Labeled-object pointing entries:
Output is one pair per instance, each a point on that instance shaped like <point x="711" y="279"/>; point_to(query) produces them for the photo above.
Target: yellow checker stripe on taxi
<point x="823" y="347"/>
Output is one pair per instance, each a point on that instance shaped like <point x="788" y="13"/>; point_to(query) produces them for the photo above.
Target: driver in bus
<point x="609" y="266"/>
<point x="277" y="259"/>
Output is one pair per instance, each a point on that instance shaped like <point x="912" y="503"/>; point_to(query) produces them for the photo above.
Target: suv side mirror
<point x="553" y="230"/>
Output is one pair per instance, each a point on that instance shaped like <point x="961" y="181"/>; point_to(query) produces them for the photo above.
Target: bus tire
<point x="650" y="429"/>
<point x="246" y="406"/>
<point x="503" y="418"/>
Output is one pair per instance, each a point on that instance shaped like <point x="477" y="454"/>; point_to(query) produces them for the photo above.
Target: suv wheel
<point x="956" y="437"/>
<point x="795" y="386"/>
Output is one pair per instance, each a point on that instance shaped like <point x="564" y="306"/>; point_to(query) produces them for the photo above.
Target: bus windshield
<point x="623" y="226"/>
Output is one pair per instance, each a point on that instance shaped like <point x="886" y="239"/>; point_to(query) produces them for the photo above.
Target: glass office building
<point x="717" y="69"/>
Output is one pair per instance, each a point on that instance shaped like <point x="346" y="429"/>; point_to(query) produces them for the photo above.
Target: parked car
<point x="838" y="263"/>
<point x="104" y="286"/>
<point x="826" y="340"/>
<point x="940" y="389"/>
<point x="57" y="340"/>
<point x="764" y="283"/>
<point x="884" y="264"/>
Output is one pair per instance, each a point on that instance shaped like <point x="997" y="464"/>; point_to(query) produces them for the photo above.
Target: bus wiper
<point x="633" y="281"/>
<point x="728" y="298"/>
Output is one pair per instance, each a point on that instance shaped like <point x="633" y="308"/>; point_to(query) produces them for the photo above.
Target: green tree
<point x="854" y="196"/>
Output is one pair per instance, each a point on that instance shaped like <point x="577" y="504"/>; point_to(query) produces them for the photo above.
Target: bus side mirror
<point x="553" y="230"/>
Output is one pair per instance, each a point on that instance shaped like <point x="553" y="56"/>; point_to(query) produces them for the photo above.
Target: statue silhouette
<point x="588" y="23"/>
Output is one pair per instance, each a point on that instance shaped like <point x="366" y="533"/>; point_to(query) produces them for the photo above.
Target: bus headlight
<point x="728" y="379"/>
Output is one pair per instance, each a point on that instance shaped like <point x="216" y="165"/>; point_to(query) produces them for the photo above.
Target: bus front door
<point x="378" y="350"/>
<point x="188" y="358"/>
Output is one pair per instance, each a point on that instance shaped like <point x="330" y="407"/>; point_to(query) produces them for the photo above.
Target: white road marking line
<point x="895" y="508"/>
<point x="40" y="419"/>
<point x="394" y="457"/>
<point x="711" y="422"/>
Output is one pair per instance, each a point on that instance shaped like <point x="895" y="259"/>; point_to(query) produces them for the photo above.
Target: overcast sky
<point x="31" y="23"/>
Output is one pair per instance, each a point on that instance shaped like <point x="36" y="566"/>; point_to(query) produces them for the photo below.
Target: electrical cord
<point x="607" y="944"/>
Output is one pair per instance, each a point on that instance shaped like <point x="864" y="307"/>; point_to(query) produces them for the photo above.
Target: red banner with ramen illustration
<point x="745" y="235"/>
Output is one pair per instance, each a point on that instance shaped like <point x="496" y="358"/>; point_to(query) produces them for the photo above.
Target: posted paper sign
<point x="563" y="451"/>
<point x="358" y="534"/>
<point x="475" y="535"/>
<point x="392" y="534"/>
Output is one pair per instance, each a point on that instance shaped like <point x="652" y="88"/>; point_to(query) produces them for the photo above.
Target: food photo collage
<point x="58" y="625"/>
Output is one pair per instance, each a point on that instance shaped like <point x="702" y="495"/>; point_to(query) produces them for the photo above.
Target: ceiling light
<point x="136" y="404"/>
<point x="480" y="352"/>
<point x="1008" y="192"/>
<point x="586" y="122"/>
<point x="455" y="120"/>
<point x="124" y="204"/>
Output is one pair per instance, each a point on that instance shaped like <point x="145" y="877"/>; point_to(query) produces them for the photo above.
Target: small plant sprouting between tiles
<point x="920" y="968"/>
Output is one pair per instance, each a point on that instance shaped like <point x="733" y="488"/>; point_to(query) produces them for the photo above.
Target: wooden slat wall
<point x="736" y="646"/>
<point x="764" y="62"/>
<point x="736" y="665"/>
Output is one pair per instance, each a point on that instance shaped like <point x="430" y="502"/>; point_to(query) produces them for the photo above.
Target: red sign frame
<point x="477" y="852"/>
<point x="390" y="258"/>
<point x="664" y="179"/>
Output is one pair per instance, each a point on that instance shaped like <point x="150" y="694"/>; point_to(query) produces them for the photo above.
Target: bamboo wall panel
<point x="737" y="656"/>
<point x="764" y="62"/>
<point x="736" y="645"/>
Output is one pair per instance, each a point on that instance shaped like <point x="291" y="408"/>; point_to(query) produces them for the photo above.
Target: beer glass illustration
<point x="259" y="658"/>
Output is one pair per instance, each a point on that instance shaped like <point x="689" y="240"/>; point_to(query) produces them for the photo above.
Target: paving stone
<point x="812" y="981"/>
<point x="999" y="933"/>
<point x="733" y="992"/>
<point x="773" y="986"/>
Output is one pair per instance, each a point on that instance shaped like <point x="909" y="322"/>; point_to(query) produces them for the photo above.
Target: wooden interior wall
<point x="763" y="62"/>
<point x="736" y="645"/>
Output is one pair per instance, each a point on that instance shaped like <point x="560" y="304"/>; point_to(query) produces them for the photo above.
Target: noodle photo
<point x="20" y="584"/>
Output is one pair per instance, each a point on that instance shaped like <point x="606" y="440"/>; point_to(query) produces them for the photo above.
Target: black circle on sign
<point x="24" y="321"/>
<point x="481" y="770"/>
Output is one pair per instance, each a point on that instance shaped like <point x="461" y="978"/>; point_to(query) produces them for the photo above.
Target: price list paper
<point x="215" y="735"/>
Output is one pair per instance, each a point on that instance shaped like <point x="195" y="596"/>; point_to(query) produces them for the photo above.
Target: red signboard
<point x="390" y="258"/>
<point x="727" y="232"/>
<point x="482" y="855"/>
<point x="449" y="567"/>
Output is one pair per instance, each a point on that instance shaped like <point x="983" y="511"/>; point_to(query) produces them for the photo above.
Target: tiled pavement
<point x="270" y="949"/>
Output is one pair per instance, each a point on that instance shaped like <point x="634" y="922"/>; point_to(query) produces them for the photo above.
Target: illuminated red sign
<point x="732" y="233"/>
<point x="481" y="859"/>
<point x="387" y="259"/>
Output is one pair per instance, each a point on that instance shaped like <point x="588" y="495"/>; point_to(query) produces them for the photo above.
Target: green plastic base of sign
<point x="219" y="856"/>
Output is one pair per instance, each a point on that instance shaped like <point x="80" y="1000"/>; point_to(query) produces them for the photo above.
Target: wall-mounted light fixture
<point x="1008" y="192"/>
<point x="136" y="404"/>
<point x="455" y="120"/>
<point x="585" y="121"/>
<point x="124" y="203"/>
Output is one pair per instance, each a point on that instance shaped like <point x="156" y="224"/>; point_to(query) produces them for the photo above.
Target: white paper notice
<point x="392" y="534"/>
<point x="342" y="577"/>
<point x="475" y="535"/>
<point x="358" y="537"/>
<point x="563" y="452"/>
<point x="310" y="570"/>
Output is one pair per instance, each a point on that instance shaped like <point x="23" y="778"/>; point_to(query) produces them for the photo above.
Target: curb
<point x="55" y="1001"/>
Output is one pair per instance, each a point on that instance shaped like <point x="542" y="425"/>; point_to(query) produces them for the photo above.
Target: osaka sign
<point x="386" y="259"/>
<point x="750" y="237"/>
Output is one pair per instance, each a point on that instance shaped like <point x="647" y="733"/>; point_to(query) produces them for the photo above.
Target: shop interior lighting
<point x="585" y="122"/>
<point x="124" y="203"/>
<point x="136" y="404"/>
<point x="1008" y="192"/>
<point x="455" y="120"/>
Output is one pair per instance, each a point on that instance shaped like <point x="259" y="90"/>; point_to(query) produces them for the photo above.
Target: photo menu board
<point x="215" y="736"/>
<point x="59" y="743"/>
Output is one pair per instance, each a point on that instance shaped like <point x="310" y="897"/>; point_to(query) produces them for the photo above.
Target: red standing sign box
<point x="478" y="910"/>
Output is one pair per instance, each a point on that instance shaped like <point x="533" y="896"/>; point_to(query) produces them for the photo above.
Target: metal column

- _REQUIRED TASK_
Count the lines in the entries above that contain the string "white", with case taken into account. Reply with the number only.

- _PROBLEM SOLUTION_
2